Source data
-=-=-
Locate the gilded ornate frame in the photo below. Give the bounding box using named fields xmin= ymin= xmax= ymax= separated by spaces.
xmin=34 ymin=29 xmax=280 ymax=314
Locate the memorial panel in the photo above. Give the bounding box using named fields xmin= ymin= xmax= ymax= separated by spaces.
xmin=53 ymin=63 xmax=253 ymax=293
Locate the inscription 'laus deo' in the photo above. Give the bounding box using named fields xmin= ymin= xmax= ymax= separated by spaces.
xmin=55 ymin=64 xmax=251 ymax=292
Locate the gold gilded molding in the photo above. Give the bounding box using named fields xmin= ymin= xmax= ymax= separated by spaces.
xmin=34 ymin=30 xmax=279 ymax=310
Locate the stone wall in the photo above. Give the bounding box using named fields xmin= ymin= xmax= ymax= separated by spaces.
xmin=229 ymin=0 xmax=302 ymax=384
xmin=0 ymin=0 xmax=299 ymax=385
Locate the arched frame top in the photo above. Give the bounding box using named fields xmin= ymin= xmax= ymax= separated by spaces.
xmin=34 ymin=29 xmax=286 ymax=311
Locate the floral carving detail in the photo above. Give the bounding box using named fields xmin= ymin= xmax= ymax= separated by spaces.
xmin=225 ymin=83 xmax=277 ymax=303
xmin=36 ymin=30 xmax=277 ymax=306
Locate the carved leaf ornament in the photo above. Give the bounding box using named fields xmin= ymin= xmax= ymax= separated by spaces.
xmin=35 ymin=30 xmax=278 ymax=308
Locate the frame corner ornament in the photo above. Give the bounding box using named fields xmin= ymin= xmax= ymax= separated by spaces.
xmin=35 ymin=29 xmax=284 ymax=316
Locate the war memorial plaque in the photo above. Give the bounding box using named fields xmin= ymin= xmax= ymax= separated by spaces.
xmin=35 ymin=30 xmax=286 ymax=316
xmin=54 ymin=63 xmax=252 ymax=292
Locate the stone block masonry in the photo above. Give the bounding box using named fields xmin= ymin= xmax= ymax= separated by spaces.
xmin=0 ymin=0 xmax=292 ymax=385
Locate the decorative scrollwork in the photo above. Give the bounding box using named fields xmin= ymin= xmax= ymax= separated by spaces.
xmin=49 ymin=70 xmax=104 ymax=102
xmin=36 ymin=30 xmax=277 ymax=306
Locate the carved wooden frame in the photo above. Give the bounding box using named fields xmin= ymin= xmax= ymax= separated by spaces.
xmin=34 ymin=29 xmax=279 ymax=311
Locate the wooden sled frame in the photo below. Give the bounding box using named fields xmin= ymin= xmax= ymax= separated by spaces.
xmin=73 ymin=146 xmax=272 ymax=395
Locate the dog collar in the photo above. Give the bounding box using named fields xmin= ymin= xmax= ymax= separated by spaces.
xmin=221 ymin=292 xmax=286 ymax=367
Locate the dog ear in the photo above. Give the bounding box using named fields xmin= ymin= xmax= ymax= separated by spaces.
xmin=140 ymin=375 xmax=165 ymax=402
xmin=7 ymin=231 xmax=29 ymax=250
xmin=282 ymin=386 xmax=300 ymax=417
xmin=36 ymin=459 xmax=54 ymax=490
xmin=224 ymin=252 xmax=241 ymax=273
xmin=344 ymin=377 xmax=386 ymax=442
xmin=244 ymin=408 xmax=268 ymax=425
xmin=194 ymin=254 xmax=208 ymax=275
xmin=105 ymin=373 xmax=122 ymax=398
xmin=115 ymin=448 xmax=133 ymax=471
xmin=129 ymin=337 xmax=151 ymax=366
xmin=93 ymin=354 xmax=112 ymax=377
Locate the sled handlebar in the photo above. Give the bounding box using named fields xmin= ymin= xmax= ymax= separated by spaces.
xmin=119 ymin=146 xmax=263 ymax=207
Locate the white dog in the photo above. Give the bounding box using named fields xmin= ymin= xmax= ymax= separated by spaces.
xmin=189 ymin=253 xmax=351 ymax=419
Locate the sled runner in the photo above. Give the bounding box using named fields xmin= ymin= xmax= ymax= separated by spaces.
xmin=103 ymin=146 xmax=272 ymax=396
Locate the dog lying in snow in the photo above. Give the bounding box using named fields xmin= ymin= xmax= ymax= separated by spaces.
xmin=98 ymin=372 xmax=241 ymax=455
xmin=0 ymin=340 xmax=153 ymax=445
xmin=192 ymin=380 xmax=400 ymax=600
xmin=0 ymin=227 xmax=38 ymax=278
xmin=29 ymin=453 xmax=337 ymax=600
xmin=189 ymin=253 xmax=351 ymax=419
-=-=-
▶ _WHAT THE TASK ASKS_: Turn every one of the items above into a Markdown table with two columns, Row and Text. Give each line its own row with a running number, and leave out blank lines.

▶ _FINISHED ANSWER_:
| Row | Text |
|---|---|
| 1 | Locate the gilded ornate frame in the photo below. Give the bounding box using named fields xmin= ymin= xmax= ymax= separated by spaces. |
| 2 | xmin=34 ymin=29 xmax=280 ymax=314 |
| 3 | Locate the memorial panel in the photo above. Give the bounding box using named fields xmin= ymin= xmax= ymax= separated by spaces. |
| 4 | xmin=53 ymin=63 xmax=253 ymax=293 |
| 5 | Locate the inscription 'laus deo' in the photo above. Give the bounding box using named fields xmin= ymin= xmax= ymax= separated by spaces. |
| 6 | xmin=55 ymin=64 xmax=251 ymax=292 |
| 7 | Locate the gold gilded molding in the photo above. Give the bounding box using named fields xmin= ymin= xmax= ymax= separated by spaces. |
| 8 | xmin=34 ymin=30 xmax=279 ymax=310 |
| 9 | Locate the stone wall in the photo above. Give the bounding box using named fields xmin= ymin= xmax= ymax= separated by spaces. |
| 10 | xmin=229 ymin=0 xmax=302 ymax=384 |
| 11 | xmin=0 ymin=0 xmax=299 ymax=385 |
| 12 | Locate the arched frame top in the photo above. Give the bounding box using named fields xmin= ymin= xmax= ymax= separated by spaces. |
| 13 | xmin=34 ymin=29 xmax=286 ymax=311 |
| 14 | Locate the floral carving detail in the photo above. Give the bounding box using named fields xmin= ymin= xmax= ymax= separated by spaces. |
| 15 | xmin=225 ymin=83 xmax=277 ymax=303 |
| 16 | xmin=36 ymin=30 xmax=277 ymax=306 |
| 17 | Locate the carved leaf ornament in the photo above. Give the bounding box using named fields xmin= ymin= xmax= ymax= separated by spaces. |
| 18 | xmin=35 ymin=30 xmax=278 ymax=308 |
| 19 | Locate the frame corner ornament in the photo above. Give the bounding box using named fields xmin= ymin= xmax= ymax= separated by spaces. |
| 20 | xmin=35 ymin=29 xmax=284 ymax=316 |
| 21 | Locate the war memorial plaque in the photo above. Give the bounding box using named fields xmin= ymin= xmax= ymax= separated by spaces. |
| 22 | xmin=35 ymin=30 xmax=286 ymax=316 |
| 23 | xmin=54 ymin=63 xmax=252 ymax=292 |
| 24 | Locate the stone block masonry in the photo above. Give the bounding box using named fields xmin= ymin= xmax= ymax= separated by spaces. |
| 25 | xmin=0 ymin=0 xmax=292 ymax=385 |
| 26 | Locate the decorative scrollwork in the photo above. Give the bounding box using named fields xmin= ymin= xmax= ymax= separated by spaces. |
| 27 | xmin=49 ymin=70 xmax=104 ymax=102 |
| 28 | xmin=36 ymin=30 xmax=277 ymax=306 |
| 29 | Locate the carved wooden frame in the photo above. Give the bounding box using named fields xmin= ymin= xmax= ymax= separated by spaces. |
| 30 | xmin=34 ymin=29 xmax=279 ymax=311 |
| 31 | Locate the wooden sled frame in the photo below. Give the bounding box using named fields xmin= ymin= xmax= ymax= separated by spaces. |
| 32 | xmin=73 ymin=146 xmax=272 ymax=395 |
| 33 | Locate the dog collar in the photo above. Give the bounding box using named fields xmin= ymin= xmax= ymax= separated by spaces. |
| 34 | xmin=221 ymin=292 xmax=286 ymax=367 |
| 35 | Locate the dog ear in the photo above. Give the bounding box using named fields xmin= ymin= xmax= ymax= separated by spaces. |
| 36 | xmin=140 ymin=375 xmax=165 ymax=402 |
| 37 | xmin=7 ymin=231 xmax=29 ymax=250 |
| 38 | xmin=282 ymin=386 xmax=300 ymax=417 |
| 39 | xmin=36 ymin=459 xmax=54 ymax=490 |
| 40 | xmin=224 ymin=252 xmax=241 ymax=273 |
| 41 | xmin=344 ymin=377 xmax=386 ymax=442 |
| 42 | xmin=244 ymin=408 xmax=268 ymax=425 |
| 43 | xmin=194 ymin=254 xmax=208 ymax=275 |
| 44 | xmin=105 ymin=373 xmax=122 ymax=398 |
| 45 | xmin=115 ymin=448 xmax=133 ymax=471 |
| 46 | xmin=129 ymin=337 xmax=151 ymax=366 |
| 47 | xmin=93 ymin=354 xmax=112 ymax=377 |
| 48 | Locate the sled handlebar in the photo above. Give the bounding box using named fields xmin= ymin= xmax= ymax= separated by spaces. |
| 49 | xmin=119 ymin=146 xmax=263 ymax=207 |
| 50 | Locate the white dog in the photo above. Give the bounding box using named fields xmin= ymin= xmax= ymax= separated by spaces. |
| 51 | xmin=189 ymin=253 xmax=351 ymax=419 |
| 52 | Locate the sled runner in the photo above. Give the bounding box using named fields xmin= ymin= xmax= ymax= separated by spaces. |
| 53 | xmin=103 ymin=146 xmax=272 ymax=396 |
| 54 | Locate the dog lying in snow in the photo above. Give the bounding box using named fields xmin= ymin= xmax= ymax= separated by spaces. |
| 55 | xmin=98 ymin=372 xmax=241 ymax=455 |
| 56 | xmin=0 ymin=340 xmax=153 ymax=445 |
| 57 | xmin=192 ymin=380 xmax=400 ymax=600 |
| 58 | xmin=0 ymin=227 xmax=38 ymax=278 |
| 59 | xmin=29 ymin=453 xmax=337 ymax=600 |
| 60 | xmin=189 ymin=253 xmax=351 ymax=419 |